What to produce: Pictures are to be left out; otherwise, copy exactly the lines from the line containing "Could you please spot the spectator" through the end of the data.

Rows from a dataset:
>>>

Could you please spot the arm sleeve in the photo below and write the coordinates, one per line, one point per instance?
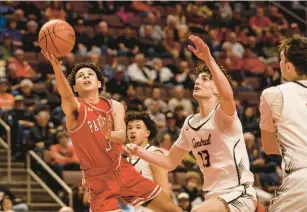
(271, 103)
(227, 125)
(182, 142)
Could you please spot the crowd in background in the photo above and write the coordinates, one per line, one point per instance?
(142, 49)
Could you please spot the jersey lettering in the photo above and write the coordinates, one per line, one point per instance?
(204, 154)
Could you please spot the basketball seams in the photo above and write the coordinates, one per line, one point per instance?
(52, 40)
(60, 37)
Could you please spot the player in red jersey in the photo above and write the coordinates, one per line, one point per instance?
(97, 129)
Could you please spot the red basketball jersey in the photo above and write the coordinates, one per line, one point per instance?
(92, 149)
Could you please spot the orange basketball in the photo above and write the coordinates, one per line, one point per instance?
(57, 37)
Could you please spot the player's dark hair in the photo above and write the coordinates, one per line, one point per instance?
(295, 51)
(203, 68)
(145, 117)
(77, 67)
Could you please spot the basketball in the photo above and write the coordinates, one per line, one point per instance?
(56, 37)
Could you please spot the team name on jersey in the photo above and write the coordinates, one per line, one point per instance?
(202, 142)
(96, 125)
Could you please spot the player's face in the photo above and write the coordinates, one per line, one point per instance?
(137, 132)
(86, 80)
(204, 87)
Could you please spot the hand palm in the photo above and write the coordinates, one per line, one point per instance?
(202, 50)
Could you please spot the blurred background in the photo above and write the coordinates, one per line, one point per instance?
(141, 46)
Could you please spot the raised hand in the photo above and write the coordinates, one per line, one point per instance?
(202, 50)
(52, 59)
(132, 149)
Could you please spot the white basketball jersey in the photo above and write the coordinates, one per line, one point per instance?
(143, 167)
(223, 160)
(292, 127)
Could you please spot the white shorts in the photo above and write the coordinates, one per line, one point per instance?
(240, 199)
(292, 194)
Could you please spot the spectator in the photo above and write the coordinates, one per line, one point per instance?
(55, 11)
(278, 19)
(237, 48)
(26, 90)
(170, 45)
(259, 22)
(171, 25)
(156, 97)
(19, 119)
(157, 32)
(127, 43)
(13, 32)
(184, 75)
(149, 44)
(184, 201)
(133, 102)
(171, 127)
(6, 99)
(103, 42)
(8, 203)
(30, 9)
(63, 156)
(139, 73)
(30, 38)
(164, 76)
(6, 47)
(180, 15)
(118, 83)
(83, 41)
(179, 99)
(20, 67)
(155, 113)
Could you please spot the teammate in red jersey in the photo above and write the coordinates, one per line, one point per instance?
(97, 129)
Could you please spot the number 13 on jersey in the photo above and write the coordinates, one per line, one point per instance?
(204, 154)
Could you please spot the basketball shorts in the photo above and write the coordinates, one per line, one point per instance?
(292, 194)
(125, 182)
(240, 199)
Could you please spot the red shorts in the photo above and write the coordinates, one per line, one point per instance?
(125, 182)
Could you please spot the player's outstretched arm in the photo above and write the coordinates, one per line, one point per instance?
(202, 51)
(168, 162)
(118, 135)
(69, 103)
(268, 133)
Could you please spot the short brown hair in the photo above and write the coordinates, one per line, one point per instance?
(295, 51)
(77, 67)
(145, 117)
(203, 68)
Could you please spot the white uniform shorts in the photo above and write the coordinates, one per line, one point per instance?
(292, 194)
(240, 199)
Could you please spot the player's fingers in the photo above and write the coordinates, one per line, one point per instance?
(192, 48)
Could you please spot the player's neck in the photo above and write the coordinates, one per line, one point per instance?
(92, 98)
(206, 106)
(144, 144)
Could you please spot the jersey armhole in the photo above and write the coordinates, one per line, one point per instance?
(82, 114)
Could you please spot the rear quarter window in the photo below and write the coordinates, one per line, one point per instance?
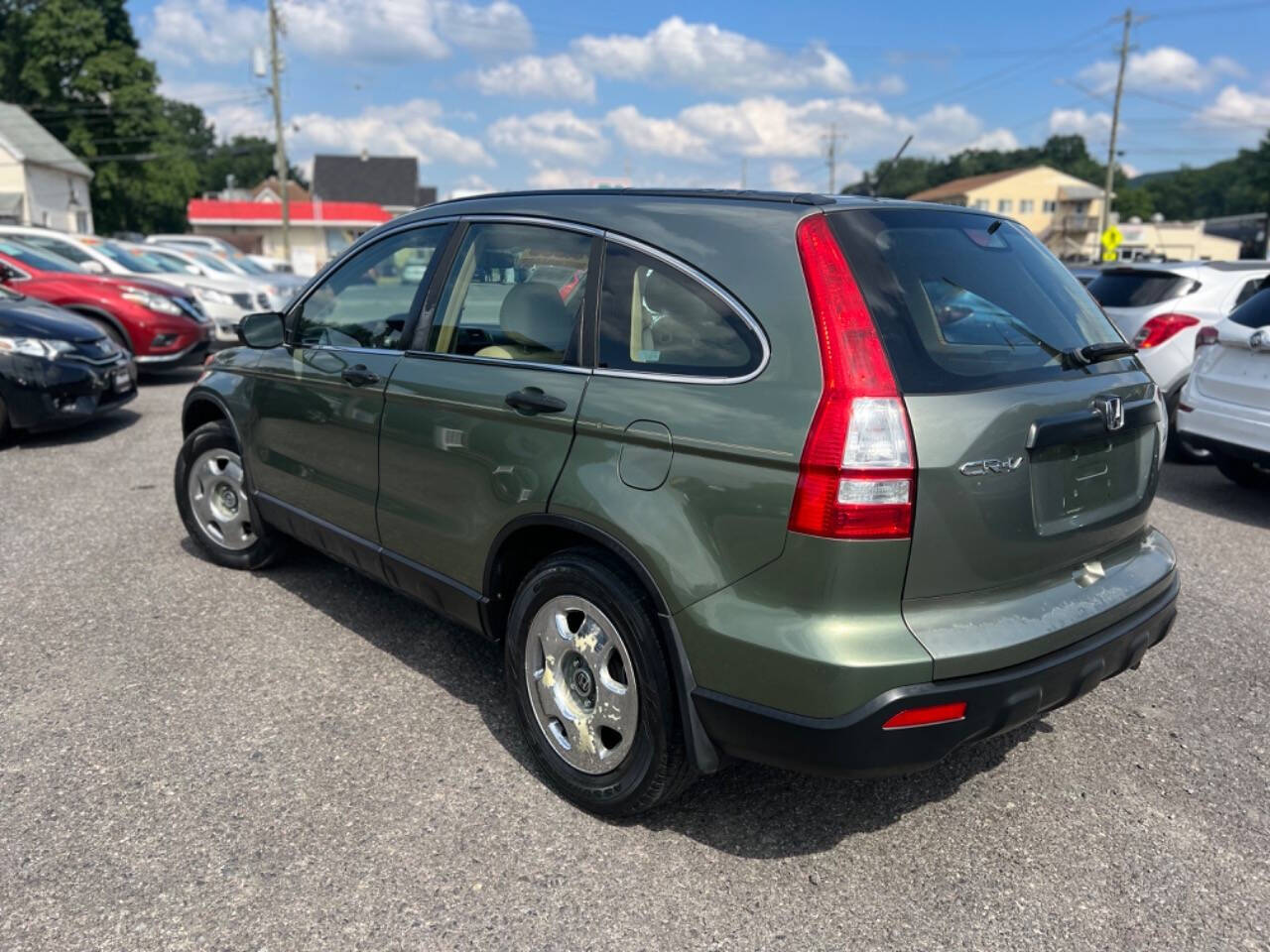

<<<

Written solution:
Could you please spot the spectator in the photo above and write the coordinates, one per line, one point per instance?
(55, 11)
(278, 19)
(237, 48)
(26, 90)
(170, 45)
(259, 22)
(171, 25)
(156, 97)
(19, 119)
(157, 32)
(127, 43)
(13, 32)
(184, 75)
(149, 44)
(184, 201)
(133, 102)
(171, 127)
(6, 99)
(103, 42)
(8, 203)
(30, 9)
(63, 156)
(139, 73)
(30, 38)
(164, 76)
(6, 47)
(180, 15)
(118, 83)
(83, 41)
(179, 99)
(20, 67)
(155, 113)
Could you please spot the teammate in red jersey in the photo above and write the coordinates, one per line, one point per instance?
(97, 129)
Could you please spot the number 13 on jersey in the photo above and write the coordinates, one per line, one point per instance?
(204, 154)
Could you please spot the basketball shorts in the photo above and write the coordinates, one per line, one point per instance?
(292, 194)
(125, 182)
(240, 199)
Could you please spot the red shorts in the photo above and write the coordinates, one per line, one point per instance?
(125, 182)
Could you please spot the player's outstretched arm in the photo above and write the coordinates, one per line, one point per instance?
(202, 51)
(168, 162)
(118, 135)
(69, 103)
(268, 133)
Could you please spot the short brown hair in the photo above and write the coordinates, one per line, one point per instance?
(295, 51)
(77, 67)
(145, 117)
(203, 68)
Could you please spot the white uniform shorts in the photo above and write the coordinates, one per line, one point per instance?
(292, 194)
(240, 199)
Could you please spot the player's fingers in the photo above and write the coordinates, one per line, one point per instance?
(192, 48)
Could you please spot the player's neck in the photo above and write the coordinates, one per line, one point per instance?
(92, 98)
(206, 106)
(144, 144)
Could you please spot the jersey armhole in the photo above and write the coordinates, one per line, one point per instance?
(82, 114)
Could you please spot the rear quarter window in the photo below and write the coordinates, one per line, one point per instance?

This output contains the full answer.